Особенно часто приходилось бывать в Научно-исследовательском институте патологии кровообращения, руководил которым академик РАМН Евгений Николаевич Мешалкин. Он был чрезвычайно занятым человеком. Тем не менее в графике его работы стояли и операционные дни. Пробиться на встречу с ним было не так-то просто. И его секретарша была очень удивлена, когда академик принял меня без очереди, и мы с ним в первую встречу проговорили более часа.
Такую любезность с его стороны я объяснил большим авторитетом газеты «Советская Россия», которую я представлял. Но у Евгения Николаевича был свой резон пойти на быстрый контакт с собкором. И он прямо сказал: нужна помощь прессы. Институт разработал технологию и методику операции на сердце под холодовой защитой. Но высокое медицинское
Разумеется, тема для статьи выигрышная. В чем был смысл новаторства? Операции на сердце проводились с подключением больного к аппарату искусственного обращения. А такие аппараты в то время имелись только в крупных кардиохирургических клиниках. И даже не во всех городах. Что же делать, если человек без вмешательства хирурга на пороге смерти? Оперировать без подключения к аику. То есть с остановкой сердца и без принудительного кровообращения. Тело пациента остужалось до 26 градусов, тормозились обменные процессы, и хирург приступал к операции. Но время операции было страшно ограничено. Иначе обескровленный мозг приведёт к смерти. В лучшем случае к глубокой инвалидности.
При таких операциях, разъяснял мне Е.Н. Мешалкин, решающую роль играет профессионализм хирурга, скорость безупречных операционных манипуляций. Да, риск есть. Но когда есть выбор между неизбежной смертью и смертельным риском, то уж лучше выбрать этот риск. Так считал Евгений Николаевич Мешалкин.
Статья вышла в «Советской России», и почти в тот же день на стол главного редактора газеты Валентина Ивановича Чикина легло возмущенное письмо директора института сердечно-сосудистой хирургии имени Бакулева Владимира Ивановича Бураковского. Знаменитый хирург упрекал своего не менее знаменитого коллегу в антигуманном подходе, говорил о недопустимости операции под холодовой защитой, так как очень высок риск неблагополучного её исхода.
Редакция не могла не отреагировать на это авторитетное заявление, и мне было поручено взять у Владимира Ивановича Бураковского интервью о современных тенденциях в кардиохирургии. В общем получилось по пословице: ни вашим, ни нашим. Думается, редакция сделала правильно, заняв такую вынужденную позицию. В таких сугубо профессиональных научных спорах СМИ не могут и не должны выступать в роли третейских судей. С другой стороны, если журналист раскручивает какую-то важную дискуссионную тему, то, будь добр, представь все точки зрения, чтобы тебя не упрекнули в ангажированности.
Увы, это золотое правило теперь неведомо большинству из современных журналистов. Да и работать в нынешних условиях стало гораздо труднее, если ты настроен адекватно отражать жизнь. Сейчас между журналистом и первоисточником информации железобетонно стоит пресс-секретарь, предлагая общаться только с ним, а не с руководителем. А чаще просто отвечая: «Комментариев по этому вопросу не даем». Журналистов это бесит. С каких-то пор им внушили, что они представляют четвертую власть, а тут на тебе — дальше приемной не пропускают…
В действительности же общественный статус журналиста упал, начиная с девяностых годов, как говорят, ниже плинтуса. Главным мотивом его деятельности стал заработок любыми путями. Пышным цветом расцвела жёлтая пресса. А сами так называемые разоблачения порока тоже стали лишь средством добывания денег.
Одним словом, современная журналистика превратилась в обслугу — крикливую, на ходу переобувающуюся. Такое моё отношение к нынешним СМИ сформировалось не сразу, я довольно долго вынашивал свои мысли о злокачественном перерождении нашей профессии, искал объективные причины такого перерождения и пришел к выводу, что многое зависит от моральных качеств самого журналиста, от его природного интеллекта и от нравственного климата в стране.

> Записи сохранённых данных
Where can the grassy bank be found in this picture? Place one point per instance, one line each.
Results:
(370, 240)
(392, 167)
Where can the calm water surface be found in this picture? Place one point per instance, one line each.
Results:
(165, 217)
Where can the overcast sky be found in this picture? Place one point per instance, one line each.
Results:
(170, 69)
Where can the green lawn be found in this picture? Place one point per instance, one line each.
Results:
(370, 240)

==

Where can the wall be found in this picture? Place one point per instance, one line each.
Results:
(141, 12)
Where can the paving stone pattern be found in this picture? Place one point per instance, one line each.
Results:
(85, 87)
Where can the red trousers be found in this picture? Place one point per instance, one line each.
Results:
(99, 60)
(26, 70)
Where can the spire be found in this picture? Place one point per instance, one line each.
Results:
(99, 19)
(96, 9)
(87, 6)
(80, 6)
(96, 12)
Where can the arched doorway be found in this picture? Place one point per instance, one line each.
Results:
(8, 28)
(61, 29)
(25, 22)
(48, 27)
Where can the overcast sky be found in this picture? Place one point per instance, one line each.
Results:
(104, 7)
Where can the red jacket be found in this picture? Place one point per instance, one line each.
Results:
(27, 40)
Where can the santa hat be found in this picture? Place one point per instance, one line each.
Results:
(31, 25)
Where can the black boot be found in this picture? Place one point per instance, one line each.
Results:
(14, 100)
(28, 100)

---

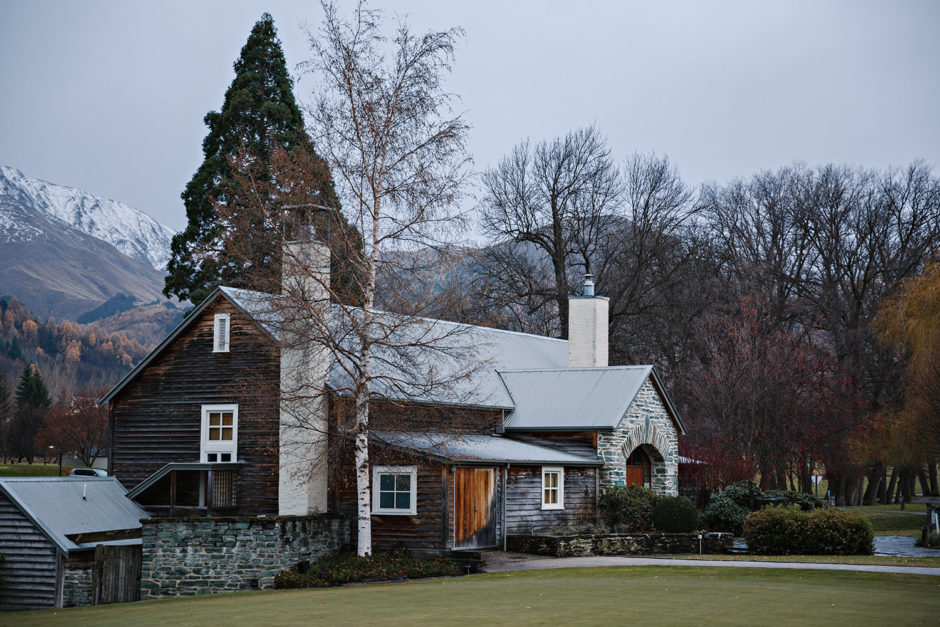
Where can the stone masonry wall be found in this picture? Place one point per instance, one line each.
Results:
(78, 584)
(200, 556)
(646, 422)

> Задание 1
До какой температуры, по исходному тексту, остужали тело пациента перед операцией на сердце под холодовой защитой?
> Задание 2
Повторите дословно кусок исходного текста. Начните с того места, где стоят слова «При таких операциях, разъяснял», и остановитесь после слов «считал Евгений Николаевич Мешалкин.».
Эти записи для работы не нужны.

> Ответ 1
До 26 градусов.

> Ответ 2
При таких операциях, разъяснял мне Е.Н. Мешалкин, решающую роль играет профессионализм хирурга, скорость безупречных операционных манипуляций. Да, риск есть. Но когда есть выбор между неизбежной смертью и смертельным риском, то уж лучше выбрать этот риск. Так считал Евгений Николаевич Мешалкин.